• **Supplied passage**:
++++++++++

CourtU.S. District Court — Western District of Missouri

John J. Yates, and Joseph A. Colussi, Gage & Tucker, Kansas City, Mo., for plaintiff.

John Ashcroft, Atty. Gen., Robert Presson, Asst. Atty. Gen., Jefferson City, Mo., Robert E. Jones, K.C. Regional Center, Dept. of Mental Health, Kansas City, Mo., for defendant.

ORDER

JOHN W. OLIVER, Senior District Judge.

I.

This is an action brought under Title VII of the Civil Rights Act of 1964, as amended, 42 U.S.C. § 2000e et seq., and the Civil Rights Acts of 1866 and 1871, 42 U.S.C. §§ 1981 and 1983. Currently pending in this case are defendant's motion to dismiss pursuant to Rule 12(b) of the Federal Rules of Civil Procedure and plaintiff's motion for leave to file a second amended complaint pursuant to Rule 15(a) of the Federal Rules of Civil Procedure.

II.

Defendant raises three separate grounds in its motion to dismiss. First, that plaintiff's second cause of action should be dismissed for failure to state a claim upon which relief can be granted because the Eleventh Amendment bars suit under 42 U.S.C. §§ 1981 and 1983 against the State of Missouri. Second, that plaintiff's first cause of action should be dismissed because plaintiff has failed to obtain a notice of right to sue from the Attorney General of the United States prior to the institution of this lawsuit as required by 42 U.S.C. § 2000e-5. Third, that this Court lacks jurisdiction to consider the allegations raised in paragraphs 7(a), 7(b) and 7(c) of the plaintiff's complaint because those allegations were not in plaintiff's charge filed with the Equal Employment Opportunity Commission. We will consider these three grounds in order.

A. Eleventh Amendment

Defendant contends that defendant State of Missouri Department of Mental Health, as a state agency, is immune1 from suit under 42 U.S.C. §§ 1981 and 1983 by virtue of the Eleventh Amendment.2 Plaintiff in suggestions in opposition to defendant's motion to dismiss, does not dispute the State's contention. Plaintiff does, however, seek leave to amend his complaint by substituting Paul R. Ahr, Director of Department of Mental Health, and Max Mason, Director of the Kansas City Regional Center, for the Missouri Department of Mental Health as defendants in his cause of action under sections 1981 and 1983. In its reply, defendant, citing Edelman v. Jordan, 415 U.S. 651, 94 S.Ct. 1347, 39 L.Ed.2d 662 (1974) and Ex parte Young, 209 U.S. 123, 28 S.Ct. 441, 52 L.Ed. 714 (1908), states that the motion for leave to amend the complaint, if granted, would cure the Eleventh Amendment defect raised in defendant's motion to dismiss.

We conclude that plaintiff's motion for leave to amend his complaint should be granted. Rule 15(a) provides that leave to amend a complaint "shall be freely given when justice so requires." In this case, allowing the amendment would not result in prejudice to defendant but a denial would cause plaintiff significant hardship since his section 1981 and 1983 count would be dismissed. See Buder v. Merrill Lynch, Pierce, Fenner & Smith, Inc., 644 F.2d 690, 694-95 (8th Cir.1981). Plaintiff will therefore be granted leave to amend his complaint.

++++++++++

• **Source material**:
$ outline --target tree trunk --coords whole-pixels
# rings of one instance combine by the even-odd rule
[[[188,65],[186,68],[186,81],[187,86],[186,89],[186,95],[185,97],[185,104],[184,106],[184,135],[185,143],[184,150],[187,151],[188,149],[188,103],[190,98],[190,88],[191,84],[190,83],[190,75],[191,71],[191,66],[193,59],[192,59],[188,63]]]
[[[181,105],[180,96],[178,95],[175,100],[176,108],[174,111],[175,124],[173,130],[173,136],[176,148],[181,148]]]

++++++++++

• **Goals**:
• a. In the court order, rewrite the paragraph beginning "Defendant raises three separate grounds" as a brief list that keeps its main facts.
• b. Give the court order again between "CourtU.S. District Court" and "of Civil Procedure.", inclusive, substituting "application" for "motion".

• **Answers to the problems**:
• a.
The defendant's motion to dismiss raises three grounds:
- The second cause of action fails to state a claim for relief because the Eleventh Amendment bars suit under 42 U.S.C. §§ 1981 and 1983 against the State of Missouri.
- The first cause of action should be dismissed because the plaintiff did not obtain a notice of right to sue from the Attorney General of the United States before bringing this lawsuit, as 42 U.S.C. § 2000e-5 requires.
- The Court lacks jurisdiction over the allegations in paragraphs 7(a), 7(b) and 7(c) of the complaint because they were not in the plaintiff's charge filed with the Equal Employment Opportunity Commission.

The Court takes up these grounds in order.

• b.
CourtU.S. District Court — Western District of Missouri

John J. Yates, and Joseph A. Colussi, Gage & Tucker, Kansas City, Mo., for plaintiff.

John Ashcroft, Atty. Gen., Robert Presson, Asst. Atty. Gen., Jefferson City, Mo., Robert E. Jones, K.C. Regional Center, Dept. of Mental Health, Kansas City, Mo., for defendant.

ORDER

JOHN W. OLIVER, Senior District Judge.

I.

This is an action brought under Title VII of the Civil Rights Act of 1964, as amended, 42 U.S.C. § 2000e et seq., and the Civil Rights Acts of 1866 and 1871, 42 U.S.C. §§ 1981 and 1983. Currently pending in this case are defendant's application to dismiss pursuant to Rule 12(b) of the Federal Rules of Civil Procedure and plaintiff's application for leave to file a second amended complaint pursuant to Rule 15(a) of the Federal Rules of Civil Procedure.